Virtual reality (VR) therapy may vastly improve the lives of people with Alzheimer’s and other types of dementia, a small new study from the University of Kent, U.K., has found.
Specifically, researchers found that exposing people with dementia to virtual reality environments helped them recall old memories, reduced aggression and improved their interactions with caregivers.
“VR can clearly have positive benefits for patients with dementia, their families, and caregivers. It provides a richer and more satisfying quality of life than is otherwise available, with many positive outcomes,” explains Dr. Jim Ang, PhD, one of the study’s researchers.
How virtual reality therapy may benefit people with Alzheimer’s and other types of dementia
The small study involved just eight patients between the ages of 41 and 88, living with various types of dementia, including Alzheimer’s disease and Huntington’s disease.
The study’s participants used a virtual reality headset to visit one of five virtual environments – a cathedral, a countryside, a forest, a sandy beach. and a rocky beach.
Over the course of 16 sessions, patients were monitored and feedback was gathered from patients and their caregivers.
The patients chose which environment they would visit each time. Some explored several different locales within a single session. Others returned to the same place over and over again.
Among the chief findings: The new stimulation provided by the virtual reality tours helped dementia patients tap into old memories.

TASKS:
**A.** Answer these from the passage on virtual reality therapy for dementia:
(i) Which university did the study come from?
(ii) How many patients took part in the study?
(iii) Over how many sessions were the patients monitored?
**B.** Carry on the passage about virtual reality therapy for dementia from its last sentence.
The lines after this have nothing to do with this work.

GIVEN ENTRIES:
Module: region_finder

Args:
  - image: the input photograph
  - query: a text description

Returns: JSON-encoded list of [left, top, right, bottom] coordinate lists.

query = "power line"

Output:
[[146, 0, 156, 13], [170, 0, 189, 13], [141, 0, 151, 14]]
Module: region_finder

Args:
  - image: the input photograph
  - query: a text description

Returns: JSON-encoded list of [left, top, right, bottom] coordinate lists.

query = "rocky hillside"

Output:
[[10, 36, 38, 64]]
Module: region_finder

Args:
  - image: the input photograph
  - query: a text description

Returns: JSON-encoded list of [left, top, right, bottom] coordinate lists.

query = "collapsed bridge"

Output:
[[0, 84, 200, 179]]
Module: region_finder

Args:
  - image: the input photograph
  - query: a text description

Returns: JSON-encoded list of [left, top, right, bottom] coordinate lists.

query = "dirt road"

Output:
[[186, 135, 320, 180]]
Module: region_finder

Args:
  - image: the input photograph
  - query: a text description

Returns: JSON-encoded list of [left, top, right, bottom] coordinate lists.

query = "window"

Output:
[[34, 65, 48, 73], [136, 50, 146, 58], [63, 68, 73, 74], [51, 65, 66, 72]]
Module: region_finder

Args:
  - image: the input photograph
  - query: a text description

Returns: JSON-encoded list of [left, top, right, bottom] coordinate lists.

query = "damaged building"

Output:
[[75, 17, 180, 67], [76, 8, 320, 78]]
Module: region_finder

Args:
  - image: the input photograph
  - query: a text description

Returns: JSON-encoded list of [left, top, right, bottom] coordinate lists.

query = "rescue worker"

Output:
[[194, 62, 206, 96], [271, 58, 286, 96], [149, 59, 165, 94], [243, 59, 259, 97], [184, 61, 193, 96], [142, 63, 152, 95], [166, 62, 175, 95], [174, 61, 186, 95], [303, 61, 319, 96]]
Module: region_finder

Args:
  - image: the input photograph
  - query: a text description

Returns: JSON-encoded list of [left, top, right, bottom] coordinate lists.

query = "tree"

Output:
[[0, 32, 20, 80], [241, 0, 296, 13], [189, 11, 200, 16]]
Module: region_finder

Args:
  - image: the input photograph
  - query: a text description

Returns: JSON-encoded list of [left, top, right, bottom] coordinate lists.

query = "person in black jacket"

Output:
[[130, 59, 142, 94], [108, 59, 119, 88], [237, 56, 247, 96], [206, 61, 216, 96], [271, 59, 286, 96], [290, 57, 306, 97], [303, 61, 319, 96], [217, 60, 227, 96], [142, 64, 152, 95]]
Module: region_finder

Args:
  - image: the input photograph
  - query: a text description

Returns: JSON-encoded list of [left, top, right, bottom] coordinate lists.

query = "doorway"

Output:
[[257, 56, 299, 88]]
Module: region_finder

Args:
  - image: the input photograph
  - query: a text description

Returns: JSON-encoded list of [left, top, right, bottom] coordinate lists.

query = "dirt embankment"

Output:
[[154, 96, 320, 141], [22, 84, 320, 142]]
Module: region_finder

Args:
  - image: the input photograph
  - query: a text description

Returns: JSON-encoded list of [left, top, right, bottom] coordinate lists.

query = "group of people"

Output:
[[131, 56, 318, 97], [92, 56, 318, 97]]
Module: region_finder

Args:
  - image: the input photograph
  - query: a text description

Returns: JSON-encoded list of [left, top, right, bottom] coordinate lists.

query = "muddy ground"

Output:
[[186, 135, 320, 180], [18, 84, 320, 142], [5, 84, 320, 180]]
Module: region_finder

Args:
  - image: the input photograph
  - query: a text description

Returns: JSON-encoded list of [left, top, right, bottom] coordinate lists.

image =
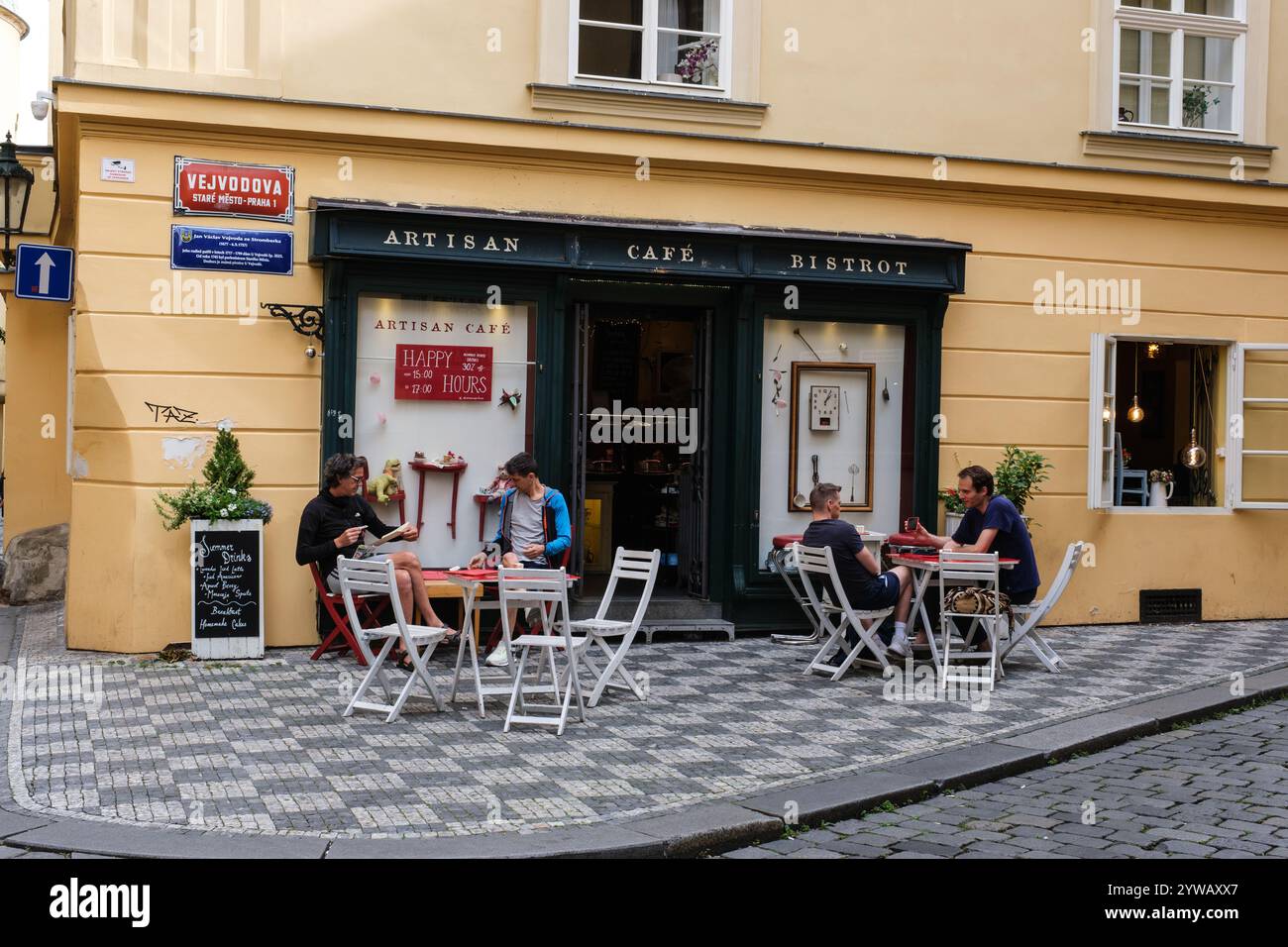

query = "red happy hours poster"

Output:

RESULTS FOR EACH TASK:
**A.**
(i) The University of Kent, U.K.
(ii) Eight.
(iii) 16.

**B.**
According to the researchers, recalling buried memories gave participants positive mental stimulation and helped the caregivers learn more about their lives before. This, the caregivers said, improved social interactions between them and their patients.
One study participant with dementia referred to the VR event as “brilliant,” and enjoyed reminiscing about the experience. He was also inspired to draw a seascape in an art class several weeks later. The researchers suggest this may show a correlation between VR and a positive mood and motivation to engage in the art class.
More research on virtual reality therapy needed
Because the study was small, Dr. Ang points out that larger studies are needed to validate the results, but that the early findings are promising for people with dementia.
As virtual reality videos become easier to produce, the virtual environments could be customized for individual Alzheimer’s patients, with virtual visits to places, such as their home or favorite place, added the researchers.